— start Text passage —
In 1994, eight Harborites make history riding through the ‘Chunnel’

From the archives of The Daily World

75 years ago

December 17, 1944

Sunday, no newspaper published

December 18, 1944

Sixteen members of the Aberdeen American Legion auxiliary met Thursday night in the Legion hall and completed wrapping of more than 1,000 individual gifts to make up 387 gift boxes which averaged $5 per box.

The average box contained some form of clothing such as a sleeveless sweater or pajamas or T-shirt or men’s scarf or bedroom slippers, a tobacco pouch containing pipe and tobacco, a candy bar and a book.

The boxes will be taken by truck to Tacoma and distributed to disabled veterans on Sunday, Dec. 24.

50 years ago

December 17, 1969

Pay ‘n Save, located at the corner of Broadway and Wishkah in Aberdeen, is offering a lot of LPs for $2.97 this holiday season including records by Jim Nabors, Englebert Humperdinck, Tom Jones, Led Zepplin, Creedance Clearwater, Country Joe & the Fish, Billy Joe Royal, 5th Dimension; Crosby, Stills & Nash; and Peter, Paul & Mary.

December 18, 1969

Joe Malinowski, longtime city master mechanic whose retirement was announced last night, is going to stick around Aberdeen — and he says he’ll still visit the boys in the city barn, where he spent more than 40 years of his working life.

“I feel pretty good,” Malinowski now recovering from a recent operation on his right hand. “I’ve been laying off and taking life easy. I like Aberdeen. I’m going to stay around. I’m going to go down to the shop and see the boys and help. I want them to know they can call me, and I’d love to help them out,” he said.

Malinowski actually started working for the city in 1915, tramping up the Wishkah with Ben Torpen to do a survey for the city’s Wishkah water diversion works.

25 years ago

December 17, 1994

They didn’t swim, they went under water, and now a group of Harborites who crossed the English Channel are a part of history.

They eight fellow travelers (Nadine Otremba, Geri Youmans, Dorothy Godfrey, Mary Whitehall, Janice Luce, Maggie Lockman, Kathryn Bailey and Steve Bailey) are among the first in the world — and almost certainly the first from Grays Harbor — to take the train through the newly-opened tunnel under the English Channel known as the “Chunnel.”
— end Text passage —
— start Data listing —
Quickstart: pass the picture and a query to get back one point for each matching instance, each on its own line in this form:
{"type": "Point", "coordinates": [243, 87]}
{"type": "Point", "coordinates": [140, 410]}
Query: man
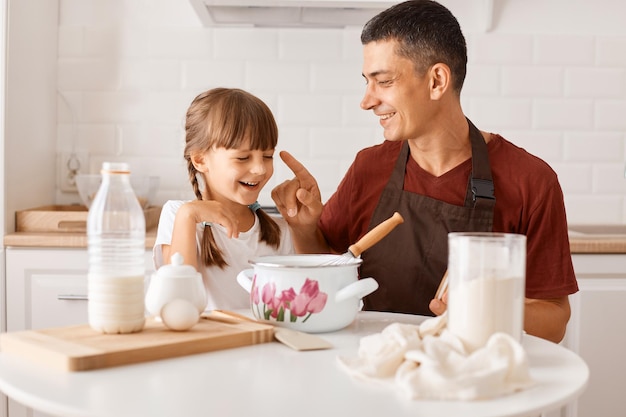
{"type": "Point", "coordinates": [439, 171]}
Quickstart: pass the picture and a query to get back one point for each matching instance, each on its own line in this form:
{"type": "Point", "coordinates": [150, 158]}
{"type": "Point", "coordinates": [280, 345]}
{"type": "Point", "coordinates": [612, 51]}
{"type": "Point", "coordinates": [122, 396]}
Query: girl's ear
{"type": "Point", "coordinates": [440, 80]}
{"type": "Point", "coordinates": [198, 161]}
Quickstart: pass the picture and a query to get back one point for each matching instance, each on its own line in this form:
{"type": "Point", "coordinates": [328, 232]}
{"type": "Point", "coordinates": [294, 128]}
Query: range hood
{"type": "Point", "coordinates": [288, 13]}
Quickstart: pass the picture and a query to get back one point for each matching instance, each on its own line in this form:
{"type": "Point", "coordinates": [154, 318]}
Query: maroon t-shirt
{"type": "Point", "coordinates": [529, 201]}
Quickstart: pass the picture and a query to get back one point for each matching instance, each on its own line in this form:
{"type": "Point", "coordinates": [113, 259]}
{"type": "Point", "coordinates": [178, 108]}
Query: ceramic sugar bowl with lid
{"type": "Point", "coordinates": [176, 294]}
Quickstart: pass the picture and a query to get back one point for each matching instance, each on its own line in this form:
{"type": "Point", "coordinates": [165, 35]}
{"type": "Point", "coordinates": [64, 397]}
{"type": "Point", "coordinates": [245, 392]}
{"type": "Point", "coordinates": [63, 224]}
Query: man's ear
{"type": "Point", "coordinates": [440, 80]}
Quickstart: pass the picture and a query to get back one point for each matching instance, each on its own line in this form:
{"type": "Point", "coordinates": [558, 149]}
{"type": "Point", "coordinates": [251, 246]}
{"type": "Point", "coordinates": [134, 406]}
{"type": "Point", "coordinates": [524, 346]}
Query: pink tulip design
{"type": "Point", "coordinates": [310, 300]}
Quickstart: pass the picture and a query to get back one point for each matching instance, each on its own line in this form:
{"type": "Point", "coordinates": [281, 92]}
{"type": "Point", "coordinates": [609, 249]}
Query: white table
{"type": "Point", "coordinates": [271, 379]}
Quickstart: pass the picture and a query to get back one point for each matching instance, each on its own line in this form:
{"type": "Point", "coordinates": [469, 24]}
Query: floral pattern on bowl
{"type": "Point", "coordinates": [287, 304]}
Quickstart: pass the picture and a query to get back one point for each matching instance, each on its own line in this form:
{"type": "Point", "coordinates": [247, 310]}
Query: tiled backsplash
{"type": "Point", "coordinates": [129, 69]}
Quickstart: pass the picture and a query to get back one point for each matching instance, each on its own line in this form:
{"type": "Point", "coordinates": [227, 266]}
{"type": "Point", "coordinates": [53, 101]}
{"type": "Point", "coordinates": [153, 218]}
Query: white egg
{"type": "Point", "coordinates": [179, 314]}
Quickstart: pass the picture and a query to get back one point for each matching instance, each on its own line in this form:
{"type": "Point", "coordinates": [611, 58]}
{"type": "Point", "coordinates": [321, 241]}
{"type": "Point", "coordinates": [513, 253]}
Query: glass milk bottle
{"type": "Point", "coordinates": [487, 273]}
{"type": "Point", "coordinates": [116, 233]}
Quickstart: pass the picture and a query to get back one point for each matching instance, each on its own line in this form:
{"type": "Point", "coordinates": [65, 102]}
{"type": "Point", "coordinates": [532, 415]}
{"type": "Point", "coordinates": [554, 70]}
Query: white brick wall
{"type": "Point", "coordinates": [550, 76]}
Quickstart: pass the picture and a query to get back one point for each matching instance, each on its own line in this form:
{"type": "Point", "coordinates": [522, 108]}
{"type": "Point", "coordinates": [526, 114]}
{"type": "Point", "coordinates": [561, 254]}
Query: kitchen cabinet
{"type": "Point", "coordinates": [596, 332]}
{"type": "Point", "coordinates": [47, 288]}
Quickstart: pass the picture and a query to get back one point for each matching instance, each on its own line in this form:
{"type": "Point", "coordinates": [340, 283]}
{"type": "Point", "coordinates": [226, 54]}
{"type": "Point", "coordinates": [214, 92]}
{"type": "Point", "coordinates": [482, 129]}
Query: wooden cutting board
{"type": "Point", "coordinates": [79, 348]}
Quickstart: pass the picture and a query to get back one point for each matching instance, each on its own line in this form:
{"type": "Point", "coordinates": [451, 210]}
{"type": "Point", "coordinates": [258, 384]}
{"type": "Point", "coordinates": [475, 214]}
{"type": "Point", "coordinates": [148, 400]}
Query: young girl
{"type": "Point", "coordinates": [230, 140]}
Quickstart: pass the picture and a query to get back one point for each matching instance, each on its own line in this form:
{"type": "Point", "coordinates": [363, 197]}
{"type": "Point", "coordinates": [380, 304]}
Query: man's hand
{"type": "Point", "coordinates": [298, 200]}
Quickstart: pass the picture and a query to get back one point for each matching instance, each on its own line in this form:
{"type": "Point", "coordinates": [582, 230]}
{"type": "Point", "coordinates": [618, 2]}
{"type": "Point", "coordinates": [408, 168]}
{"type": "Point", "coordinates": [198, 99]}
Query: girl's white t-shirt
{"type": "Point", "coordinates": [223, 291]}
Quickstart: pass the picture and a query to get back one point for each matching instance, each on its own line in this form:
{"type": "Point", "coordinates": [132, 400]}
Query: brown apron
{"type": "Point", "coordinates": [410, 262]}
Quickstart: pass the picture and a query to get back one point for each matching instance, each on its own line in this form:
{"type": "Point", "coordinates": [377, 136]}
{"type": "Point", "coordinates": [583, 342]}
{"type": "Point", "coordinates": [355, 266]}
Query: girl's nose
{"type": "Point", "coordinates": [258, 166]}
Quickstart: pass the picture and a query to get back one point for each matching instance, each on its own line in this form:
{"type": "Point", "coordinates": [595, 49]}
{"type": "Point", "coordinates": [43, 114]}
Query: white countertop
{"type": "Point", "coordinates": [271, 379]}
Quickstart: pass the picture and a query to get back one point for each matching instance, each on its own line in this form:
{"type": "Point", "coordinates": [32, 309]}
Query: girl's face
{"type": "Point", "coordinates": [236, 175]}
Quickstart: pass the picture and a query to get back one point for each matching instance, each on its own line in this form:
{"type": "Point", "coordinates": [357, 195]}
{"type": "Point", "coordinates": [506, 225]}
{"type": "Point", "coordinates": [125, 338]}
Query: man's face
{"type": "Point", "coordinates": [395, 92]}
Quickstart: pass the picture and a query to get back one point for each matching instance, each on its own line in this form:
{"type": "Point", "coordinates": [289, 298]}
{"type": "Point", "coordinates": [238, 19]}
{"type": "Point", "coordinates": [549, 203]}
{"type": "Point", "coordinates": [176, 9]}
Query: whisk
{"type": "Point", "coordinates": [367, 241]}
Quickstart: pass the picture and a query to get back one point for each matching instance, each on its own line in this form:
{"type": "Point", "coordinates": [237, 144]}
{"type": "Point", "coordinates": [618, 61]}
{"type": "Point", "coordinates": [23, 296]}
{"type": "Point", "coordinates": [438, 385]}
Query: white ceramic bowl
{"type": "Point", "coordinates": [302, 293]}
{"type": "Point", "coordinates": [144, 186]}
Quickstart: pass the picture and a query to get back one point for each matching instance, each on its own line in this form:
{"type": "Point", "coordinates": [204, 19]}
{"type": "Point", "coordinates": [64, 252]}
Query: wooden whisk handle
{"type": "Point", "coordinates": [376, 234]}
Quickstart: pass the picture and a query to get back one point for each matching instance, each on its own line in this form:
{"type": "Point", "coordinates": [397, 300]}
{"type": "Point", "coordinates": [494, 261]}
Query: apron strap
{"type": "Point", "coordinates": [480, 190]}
— end Data listing —
— start Data listing —
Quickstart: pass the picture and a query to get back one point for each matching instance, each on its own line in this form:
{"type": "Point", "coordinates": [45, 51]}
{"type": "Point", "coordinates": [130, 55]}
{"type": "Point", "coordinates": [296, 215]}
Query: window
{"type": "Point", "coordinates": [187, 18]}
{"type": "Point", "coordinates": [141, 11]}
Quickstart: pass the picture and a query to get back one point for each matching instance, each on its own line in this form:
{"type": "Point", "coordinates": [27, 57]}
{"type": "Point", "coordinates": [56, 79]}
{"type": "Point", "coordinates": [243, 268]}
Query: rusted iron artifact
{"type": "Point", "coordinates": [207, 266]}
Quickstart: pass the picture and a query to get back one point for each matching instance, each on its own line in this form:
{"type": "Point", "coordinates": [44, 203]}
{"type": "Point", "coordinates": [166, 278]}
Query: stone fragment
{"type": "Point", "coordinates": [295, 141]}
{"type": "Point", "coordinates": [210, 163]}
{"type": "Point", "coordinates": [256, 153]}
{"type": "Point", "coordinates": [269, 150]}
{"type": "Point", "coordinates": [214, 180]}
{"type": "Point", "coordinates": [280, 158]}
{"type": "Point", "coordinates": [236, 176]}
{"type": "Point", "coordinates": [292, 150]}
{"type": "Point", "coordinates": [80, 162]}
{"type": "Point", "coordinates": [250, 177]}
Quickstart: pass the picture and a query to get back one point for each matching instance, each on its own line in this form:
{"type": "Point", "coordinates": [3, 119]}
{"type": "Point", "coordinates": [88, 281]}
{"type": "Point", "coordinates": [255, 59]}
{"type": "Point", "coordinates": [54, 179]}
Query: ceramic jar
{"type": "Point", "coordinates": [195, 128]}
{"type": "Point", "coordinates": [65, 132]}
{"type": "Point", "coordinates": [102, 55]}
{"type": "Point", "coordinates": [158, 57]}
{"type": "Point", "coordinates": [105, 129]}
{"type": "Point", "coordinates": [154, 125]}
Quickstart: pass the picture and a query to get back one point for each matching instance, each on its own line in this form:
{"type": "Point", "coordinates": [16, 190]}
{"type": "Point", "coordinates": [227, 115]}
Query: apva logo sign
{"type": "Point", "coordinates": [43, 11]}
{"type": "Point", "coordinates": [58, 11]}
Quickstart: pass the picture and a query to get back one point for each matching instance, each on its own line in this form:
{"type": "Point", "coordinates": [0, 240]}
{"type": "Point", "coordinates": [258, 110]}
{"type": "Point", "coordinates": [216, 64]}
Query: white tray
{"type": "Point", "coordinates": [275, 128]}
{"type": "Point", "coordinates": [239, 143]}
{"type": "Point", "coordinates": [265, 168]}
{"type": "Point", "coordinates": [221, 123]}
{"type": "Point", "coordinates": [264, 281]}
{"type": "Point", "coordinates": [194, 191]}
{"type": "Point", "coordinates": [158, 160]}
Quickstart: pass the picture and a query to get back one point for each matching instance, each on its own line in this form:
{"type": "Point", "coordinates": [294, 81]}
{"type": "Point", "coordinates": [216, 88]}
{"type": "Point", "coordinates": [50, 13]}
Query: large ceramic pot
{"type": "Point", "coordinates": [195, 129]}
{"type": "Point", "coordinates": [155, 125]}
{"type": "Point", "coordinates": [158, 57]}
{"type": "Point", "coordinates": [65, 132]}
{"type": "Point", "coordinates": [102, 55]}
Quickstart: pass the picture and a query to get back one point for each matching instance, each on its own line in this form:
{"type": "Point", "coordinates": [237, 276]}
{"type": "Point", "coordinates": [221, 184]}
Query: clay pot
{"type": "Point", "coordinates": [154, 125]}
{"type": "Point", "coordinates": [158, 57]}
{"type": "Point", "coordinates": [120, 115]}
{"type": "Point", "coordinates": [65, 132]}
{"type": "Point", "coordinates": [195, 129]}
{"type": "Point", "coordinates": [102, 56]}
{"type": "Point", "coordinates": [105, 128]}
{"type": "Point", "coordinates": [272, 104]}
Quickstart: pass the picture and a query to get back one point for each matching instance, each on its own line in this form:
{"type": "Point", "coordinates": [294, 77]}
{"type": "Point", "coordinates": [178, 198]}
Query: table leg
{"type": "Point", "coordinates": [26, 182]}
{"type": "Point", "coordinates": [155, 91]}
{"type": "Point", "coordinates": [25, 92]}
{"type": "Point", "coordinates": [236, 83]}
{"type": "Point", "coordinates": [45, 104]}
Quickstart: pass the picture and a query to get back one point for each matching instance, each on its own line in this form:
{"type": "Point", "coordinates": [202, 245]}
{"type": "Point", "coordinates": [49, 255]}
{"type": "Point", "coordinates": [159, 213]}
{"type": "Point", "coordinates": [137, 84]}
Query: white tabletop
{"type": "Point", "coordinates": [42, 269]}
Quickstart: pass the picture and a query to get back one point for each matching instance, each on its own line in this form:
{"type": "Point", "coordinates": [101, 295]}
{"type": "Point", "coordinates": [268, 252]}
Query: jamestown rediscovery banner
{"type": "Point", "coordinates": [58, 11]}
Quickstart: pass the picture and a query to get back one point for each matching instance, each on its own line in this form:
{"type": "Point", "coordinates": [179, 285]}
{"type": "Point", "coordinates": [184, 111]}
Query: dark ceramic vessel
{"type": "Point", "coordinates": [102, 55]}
— end Data listing —
— start Data listing —
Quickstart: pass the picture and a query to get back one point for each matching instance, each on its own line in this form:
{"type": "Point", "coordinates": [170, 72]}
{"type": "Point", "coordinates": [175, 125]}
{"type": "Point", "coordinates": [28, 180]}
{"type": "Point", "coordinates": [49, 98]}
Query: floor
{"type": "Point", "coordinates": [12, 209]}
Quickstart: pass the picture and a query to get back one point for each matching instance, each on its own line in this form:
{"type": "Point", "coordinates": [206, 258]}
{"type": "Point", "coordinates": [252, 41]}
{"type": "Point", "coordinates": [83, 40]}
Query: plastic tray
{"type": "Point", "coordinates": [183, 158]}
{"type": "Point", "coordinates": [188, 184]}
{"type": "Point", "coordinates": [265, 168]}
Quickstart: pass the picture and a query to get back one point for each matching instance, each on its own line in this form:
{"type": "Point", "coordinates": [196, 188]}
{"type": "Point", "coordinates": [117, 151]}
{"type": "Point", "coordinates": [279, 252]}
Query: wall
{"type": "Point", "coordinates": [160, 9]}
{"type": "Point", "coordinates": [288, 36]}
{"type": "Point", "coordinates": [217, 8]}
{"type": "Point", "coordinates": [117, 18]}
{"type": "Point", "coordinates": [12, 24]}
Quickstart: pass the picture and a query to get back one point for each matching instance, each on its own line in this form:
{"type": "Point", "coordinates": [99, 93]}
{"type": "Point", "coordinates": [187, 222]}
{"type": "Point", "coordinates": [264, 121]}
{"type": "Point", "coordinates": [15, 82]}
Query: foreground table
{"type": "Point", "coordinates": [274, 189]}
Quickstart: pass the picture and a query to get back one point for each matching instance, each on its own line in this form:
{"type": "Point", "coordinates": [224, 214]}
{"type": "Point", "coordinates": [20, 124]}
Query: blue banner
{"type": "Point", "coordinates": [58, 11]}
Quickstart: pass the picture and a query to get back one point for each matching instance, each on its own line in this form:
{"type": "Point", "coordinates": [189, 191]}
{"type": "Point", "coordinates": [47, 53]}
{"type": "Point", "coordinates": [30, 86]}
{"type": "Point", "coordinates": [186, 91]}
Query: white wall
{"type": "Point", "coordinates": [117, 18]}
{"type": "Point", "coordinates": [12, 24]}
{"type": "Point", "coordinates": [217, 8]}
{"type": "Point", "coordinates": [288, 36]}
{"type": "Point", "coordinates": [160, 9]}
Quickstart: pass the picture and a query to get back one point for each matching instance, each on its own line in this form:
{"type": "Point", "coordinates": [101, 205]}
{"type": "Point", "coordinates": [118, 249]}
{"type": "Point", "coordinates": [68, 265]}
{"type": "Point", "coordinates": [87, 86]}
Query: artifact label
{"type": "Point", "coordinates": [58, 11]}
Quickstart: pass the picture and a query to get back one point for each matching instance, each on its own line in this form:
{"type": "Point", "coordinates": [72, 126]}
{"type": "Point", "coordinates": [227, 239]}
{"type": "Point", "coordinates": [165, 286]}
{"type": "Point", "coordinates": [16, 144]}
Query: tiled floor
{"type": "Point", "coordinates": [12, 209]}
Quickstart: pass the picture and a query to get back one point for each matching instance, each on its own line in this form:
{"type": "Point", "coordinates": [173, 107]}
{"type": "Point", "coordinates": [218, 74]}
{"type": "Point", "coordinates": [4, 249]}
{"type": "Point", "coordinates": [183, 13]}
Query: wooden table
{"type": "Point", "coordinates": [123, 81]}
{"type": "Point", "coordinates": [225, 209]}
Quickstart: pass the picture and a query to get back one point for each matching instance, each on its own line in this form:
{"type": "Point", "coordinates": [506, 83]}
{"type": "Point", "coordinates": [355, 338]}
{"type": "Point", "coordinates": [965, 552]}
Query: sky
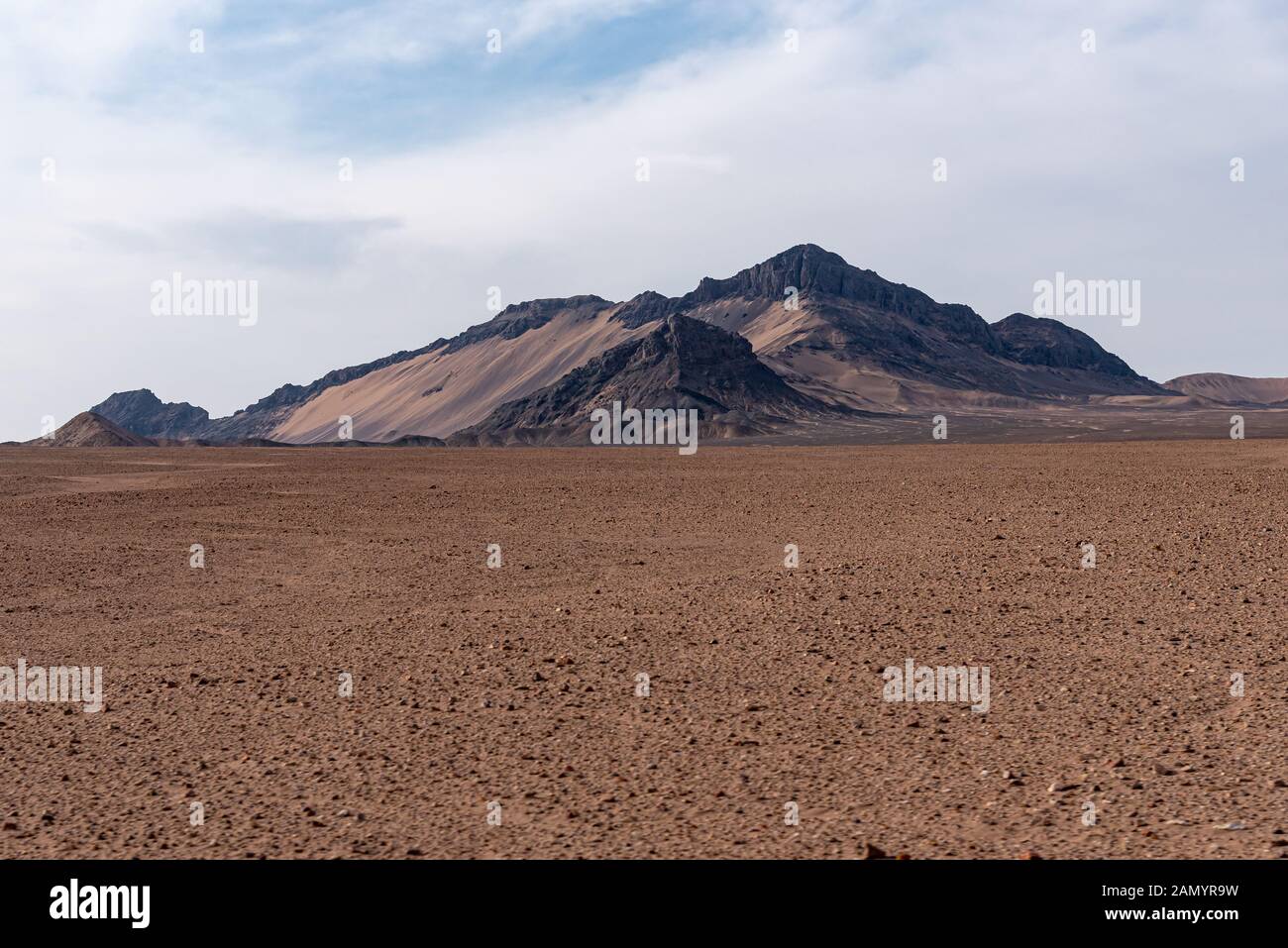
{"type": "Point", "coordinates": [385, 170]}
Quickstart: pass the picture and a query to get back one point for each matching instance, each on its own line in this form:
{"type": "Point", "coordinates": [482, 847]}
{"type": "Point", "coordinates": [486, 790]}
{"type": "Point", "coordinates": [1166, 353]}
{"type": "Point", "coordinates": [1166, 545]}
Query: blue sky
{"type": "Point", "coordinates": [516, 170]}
— end Data listing —
* Set task 1: Reproduce everything in the archives column from "Malinowski actually started" down to "water diversion works.".
* Set task 2: Condense the paragraph of the archives column that begins "Sixteen members of the Aberdeen American Legion auxiliary" into one shorter sentence that keeps its main facts.
The listing is not needed for any of this.

* Output 1:
Malinowski actually started working for the city in 1915, tramping up the Wishkah with Ben Torpen to do a survey for the city’s Wishkah water diversion works.

* Output 2: Sixteen Aberdeen American Legion auxiliary members met Thursday night in the Legion hall and finished wrapping more than 1,000 gifts into 387 boxes averaging $5 each.